Position identification records:
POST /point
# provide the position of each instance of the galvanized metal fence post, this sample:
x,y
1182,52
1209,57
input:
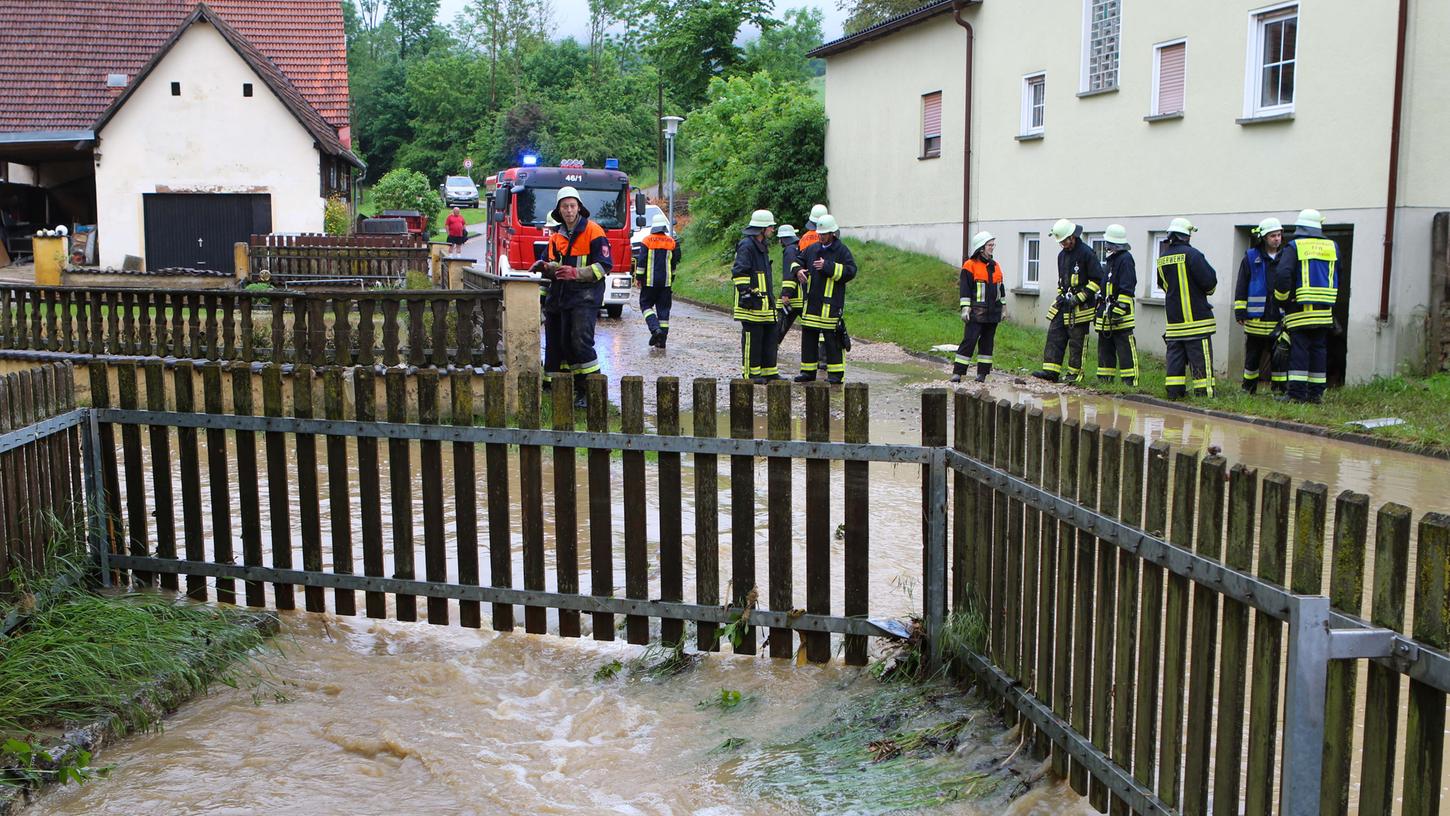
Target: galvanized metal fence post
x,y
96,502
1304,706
...
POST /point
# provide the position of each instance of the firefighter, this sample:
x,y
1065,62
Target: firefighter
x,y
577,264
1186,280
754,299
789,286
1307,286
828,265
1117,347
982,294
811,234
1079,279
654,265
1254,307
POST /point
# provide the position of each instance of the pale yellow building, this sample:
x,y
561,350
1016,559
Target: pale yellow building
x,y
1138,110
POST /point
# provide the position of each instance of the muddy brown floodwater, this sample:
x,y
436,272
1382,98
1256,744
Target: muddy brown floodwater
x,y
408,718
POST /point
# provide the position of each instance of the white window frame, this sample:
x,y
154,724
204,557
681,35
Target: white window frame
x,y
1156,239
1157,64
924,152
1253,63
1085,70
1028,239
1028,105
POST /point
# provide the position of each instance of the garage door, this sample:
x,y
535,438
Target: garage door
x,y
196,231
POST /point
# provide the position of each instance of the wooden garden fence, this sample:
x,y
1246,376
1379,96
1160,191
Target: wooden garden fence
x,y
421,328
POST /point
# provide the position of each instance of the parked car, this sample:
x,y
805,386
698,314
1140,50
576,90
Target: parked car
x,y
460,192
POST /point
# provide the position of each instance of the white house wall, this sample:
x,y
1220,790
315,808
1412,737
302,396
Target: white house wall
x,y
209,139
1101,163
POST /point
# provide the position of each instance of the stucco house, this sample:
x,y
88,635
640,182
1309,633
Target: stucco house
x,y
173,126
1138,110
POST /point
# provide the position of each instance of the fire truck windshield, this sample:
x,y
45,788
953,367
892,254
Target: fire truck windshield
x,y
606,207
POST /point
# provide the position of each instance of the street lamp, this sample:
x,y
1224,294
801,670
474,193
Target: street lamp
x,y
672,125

**Exercise:**
Find each line in the rows above that contains the word "white" and copy it out. Matches must have the same case.

**Exercise solution:**
# provide the position of each instance of the white window frame, this sample:
Target: white window frame
# provide the position of each instance of the white house wall, this sample:
Target: white house wall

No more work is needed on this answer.